---------- RECORDS
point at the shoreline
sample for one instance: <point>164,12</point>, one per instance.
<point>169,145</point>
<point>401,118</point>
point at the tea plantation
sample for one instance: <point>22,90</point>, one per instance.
--------------------
### WHAT YOU ARE ASKED TO DO
Without altering a single word, transcribe the entries above.

### RESULT
point at the shoreline
sample for one instance: <point>164,12</point>, one per instance.
<point>169,145</point>
<point>401,118</point>
point at the tea plantation
sample for one instance: <point>22,90</point>, one per instance.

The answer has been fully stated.